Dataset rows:
☆ ☆ ☆

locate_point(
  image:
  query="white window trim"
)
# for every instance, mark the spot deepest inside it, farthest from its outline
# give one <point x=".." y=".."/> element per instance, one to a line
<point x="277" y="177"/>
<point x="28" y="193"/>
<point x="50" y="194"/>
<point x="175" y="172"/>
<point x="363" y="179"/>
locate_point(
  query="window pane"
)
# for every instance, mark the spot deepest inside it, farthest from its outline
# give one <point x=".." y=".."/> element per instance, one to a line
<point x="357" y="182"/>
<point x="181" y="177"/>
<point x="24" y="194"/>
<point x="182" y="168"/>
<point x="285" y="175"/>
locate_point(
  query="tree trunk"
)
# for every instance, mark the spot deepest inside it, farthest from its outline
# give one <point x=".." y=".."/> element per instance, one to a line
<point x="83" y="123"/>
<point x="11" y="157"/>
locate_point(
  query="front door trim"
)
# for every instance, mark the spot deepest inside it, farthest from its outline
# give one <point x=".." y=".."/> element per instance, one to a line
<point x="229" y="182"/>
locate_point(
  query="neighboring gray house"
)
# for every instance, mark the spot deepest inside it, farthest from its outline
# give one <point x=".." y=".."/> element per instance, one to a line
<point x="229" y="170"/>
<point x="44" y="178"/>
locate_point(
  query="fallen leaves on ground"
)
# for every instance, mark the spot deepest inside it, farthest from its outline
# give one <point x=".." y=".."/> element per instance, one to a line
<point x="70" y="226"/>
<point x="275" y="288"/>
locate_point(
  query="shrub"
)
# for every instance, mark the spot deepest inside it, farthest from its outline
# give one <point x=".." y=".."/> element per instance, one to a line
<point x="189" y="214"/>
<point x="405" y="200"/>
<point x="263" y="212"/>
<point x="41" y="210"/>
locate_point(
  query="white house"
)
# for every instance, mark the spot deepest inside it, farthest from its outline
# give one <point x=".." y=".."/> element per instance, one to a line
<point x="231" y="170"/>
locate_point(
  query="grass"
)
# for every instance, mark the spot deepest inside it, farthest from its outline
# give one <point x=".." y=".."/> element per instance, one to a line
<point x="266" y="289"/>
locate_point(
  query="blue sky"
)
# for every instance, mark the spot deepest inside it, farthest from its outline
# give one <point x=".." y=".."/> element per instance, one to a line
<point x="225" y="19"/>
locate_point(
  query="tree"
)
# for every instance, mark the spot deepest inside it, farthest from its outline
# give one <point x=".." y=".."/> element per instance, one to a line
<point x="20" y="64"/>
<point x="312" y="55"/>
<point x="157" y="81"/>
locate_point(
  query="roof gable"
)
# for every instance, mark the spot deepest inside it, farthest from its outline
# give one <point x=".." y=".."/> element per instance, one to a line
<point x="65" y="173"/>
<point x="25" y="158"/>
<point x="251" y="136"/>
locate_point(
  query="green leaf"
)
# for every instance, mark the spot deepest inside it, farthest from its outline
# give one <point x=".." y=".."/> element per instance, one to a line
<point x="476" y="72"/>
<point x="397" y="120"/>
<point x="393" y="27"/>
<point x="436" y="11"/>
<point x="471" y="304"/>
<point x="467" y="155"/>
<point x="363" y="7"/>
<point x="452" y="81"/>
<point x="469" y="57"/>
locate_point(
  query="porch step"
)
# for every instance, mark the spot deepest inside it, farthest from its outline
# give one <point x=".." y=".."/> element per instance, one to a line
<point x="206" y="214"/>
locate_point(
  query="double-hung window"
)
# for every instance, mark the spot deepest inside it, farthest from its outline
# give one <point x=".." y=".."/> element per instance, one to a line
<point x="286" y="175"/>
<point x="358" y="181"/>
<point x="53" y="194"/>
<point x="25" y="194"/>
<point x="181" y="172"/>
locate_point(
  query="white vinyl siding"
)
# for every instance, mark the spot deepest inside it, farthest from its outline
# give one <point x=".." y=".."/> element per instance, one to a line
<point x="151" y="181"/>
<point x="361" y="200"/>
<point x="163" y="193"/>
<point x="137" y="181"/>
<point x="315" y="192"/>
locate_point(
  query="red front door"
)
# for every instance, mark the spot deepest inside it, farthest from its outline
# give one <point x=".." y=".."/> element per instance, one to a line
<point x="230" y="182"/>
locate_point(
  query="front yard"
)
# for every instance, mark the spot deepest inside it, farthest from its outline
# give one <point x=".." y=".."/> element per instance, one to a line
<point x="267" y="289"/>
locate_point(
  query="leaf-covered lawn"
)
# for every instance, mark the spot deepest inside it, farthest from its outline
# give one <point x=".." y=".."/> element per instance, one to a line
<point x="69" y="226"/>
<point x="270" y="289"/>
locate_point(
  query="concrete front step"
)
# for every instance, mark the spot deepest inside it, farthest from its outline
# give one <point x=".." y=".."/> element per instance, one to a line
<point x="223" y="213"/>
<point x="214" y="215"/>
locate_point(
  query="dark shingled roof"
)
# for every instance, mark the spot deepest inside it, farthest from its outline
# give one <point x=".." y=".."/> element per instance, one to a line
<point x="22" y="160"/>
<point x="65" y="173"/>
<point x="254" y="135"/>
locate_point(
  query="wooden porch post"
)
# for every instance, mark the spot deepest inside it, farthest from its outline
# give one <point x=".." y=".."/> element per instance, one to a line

☆ ☆ ☆

Work to complete:
Please set down the whole listing above without altering a single line.

Task answer:
locate_point(
  image:
  query="white window trim"
)
# for every instance, mark the spot deepest inside it, farthest from its outline
# give one <point x=".." y=".."/> element per instance, one to a line
<point x="277" y="177"/>
<point x="28" y="193"/>
<point x="50" y="194"/>
<point x="175" y="172"/>
<point x="363" y="179"/>
locate_point(
  query="window pane"
)
# for every instance, mark the spot deepest inside it, farthest from its outline
# give one <point x=".." y=".."/> element per instance, one to a line
<point x="357" y="182"/>
<point x="181" y="177"/>
<point x="24" y="194"/>
<point x="182" y="168"/>
<point x="285" y="175"/>
locate_point(
  query="tree trunk"
)
# for every instance, mark the spot deepest inside it, farthest from its outline
# give one <point x=".." y=".."/> element per instance, one to a line
<point x="83" y="123"/>
<point x="11" y="157"/>
locate_point(
  query="front door trim"
)
# for every instance, mark the spot deepest inside it, farthest from its outline
# give one <point x=".." y=".."/> element per instance, one to a line
<point x="229" y="182"/>
locate_point(
  query="neighboring gray house"
)
# for every instance, mark the spot deepest inside it, farthest from its outline
# give one <point x=".." y=".."/> element per instance, one to a line
<point x="229" y="170"/>
<point x="44" y="178"/>
locate_point(
  query="fallen leaves on ground"
)
# for every instance, mark the spot deepest inside it, farthest from its outline
# give one <point x=".." y=".."/> element per instance, one to a line
<point x="70" y="226"/>
<point x="275" y="288"/>
locate_point(
  query="shrub"
)
# for every instance, mark the spot deepest inside it, farthest from its outline
# give one <point x=".." y=".."/> element per instance, one to a line
<point x="189" y="214"/>
<point x="405" y="200"/>
<point x="263" y="212"/>
<point x="41" y="210"/>
locate_point(
  query="white house"
)
# for every instance, mark the spot deepest inside it, farthest from its outline
# give one <point x=".." y=".."/> element per instance, one to a line
<point x="231" y="170"/>
locate_point(
  query="grass"
)
# for every instance, mark the spot deepest inside it, farthest from its outline
# give one <point x=".." y=".."/> element per instance, one to a line
<point x="266" y="289"/>
locate_point(
  query="blue sky"
)
# for every instance, mark the spot deepest inside it, farthest from its outline
# give one <point x=".." y=".."/> element per instance, one to a line
<point x="225" y="19"/>
locate_point(
  query="tree"
)
# for every instance, mark the spot deepest inside it, farthest from its outline
# give one <point x=".." y=".."/> element per instance, one to a line
<point x="20" y="64"/>
<point x="312" y="55"/>
<point x="157" y="81"/>
locate_point(
  query="roof gable"
)
# for every instance, mark the spot deepest inside it, farthest from its outline
# give one <point x=".." y=".."/> element per instance, one to a line
<point x="65" y="173"/>
<point x="25" y="158"/>
<point x="251" y="136"/>
locate_point(
  query="green leaf"
)
# for every instance, mark the spot deepest inside it, farthest from its outline
# give one <point x=".." y=".."/> element per instance, one to a line
<point x="476" y="72"/>
<point x="397" y="120"/>
<point x="393" y="27"/>
<point x="436" y="11"/>
<point x="471" y="304"/>
<point x="467" y="155"/>
<point x="363" y="7"/>
<point x="452" y="81"/>
<point x="469" y="57"/>
locate_point(
  query="porch step"
)
# for every instance, mark the spot deepest inside it, farthest from its outline
# give one <point x=".." y=".."/> element per instance, one to a line
<point x="206" y="214"/>
locate_point(
  query="double-hung window"
)
# for every instance, mark the spot deepest inside it, farthest from its outline
# give one <point x=".." y=".."/> element per instance, one to a line
<point x="286" y="175"/>
<point x="358" y="181"/>
<point x="53" y="194"/>
<point x="25" y="194"/>
<point x="181" y="172"/>
locate_point(
  query="white vinyl siding"
)
# for every instance, mark the spot deepest inside it, farthest from its outline
# give one <point x=".." y=".."/> element per instance, one to a line
<point x="151" y="181"/>
<point x="361" y="200"/>
<point x="163" y="193"/>
<point x="137" y="181"/>
<point x="315" y="192"/>
locate_point(
  query="red front door"
)
# for every instance, mark the spot deepest inside it, farthest from its outline
# give one <point x=".." y=".."/> element per instance, one to a line
<point x="230" y="182"/>
locate_point(
  query="front yard"
)
# for every instance, mark the spot deepest inside it, farthest from its outline
# give one <point x=".." y=".."/> element per instance, one to a line
<point x="267" y="289"/>
locate_point(
  query="leaf-covered lawn"
)
# for every instance, mark the spot deepest inside it, farthest from its outline
# give one <point x=".." y=".."/> element per instance, one to a line
<point x="69" y="226"/>
<point x="270" y="289"/>
locate_point(
  query="concrete front step"
)
# for every instance, mark the spot deepest inside it, farthest from its outline
# give one <point x=".." y=".."/> element per instance, one to a line
<point x="223" y="213"/>
<point x="214" y="215"/>
locate_point(
  query="dark shingled roof"
)
# for every instance, mark the spot deepest inside it, farthest from its outline
# give one <point x=".." y=".."/> element per instance, one to a line
<point x="22" y="160"/>
<point x="65" y="173"/>
<point x="254" y="135"/>
locate_point(
  query="wooden porch post"
)
# for every instance, mark the spot deepest inside it, farthest from its outline
# give one <point x=".." y=".."/> element per instance, one to a line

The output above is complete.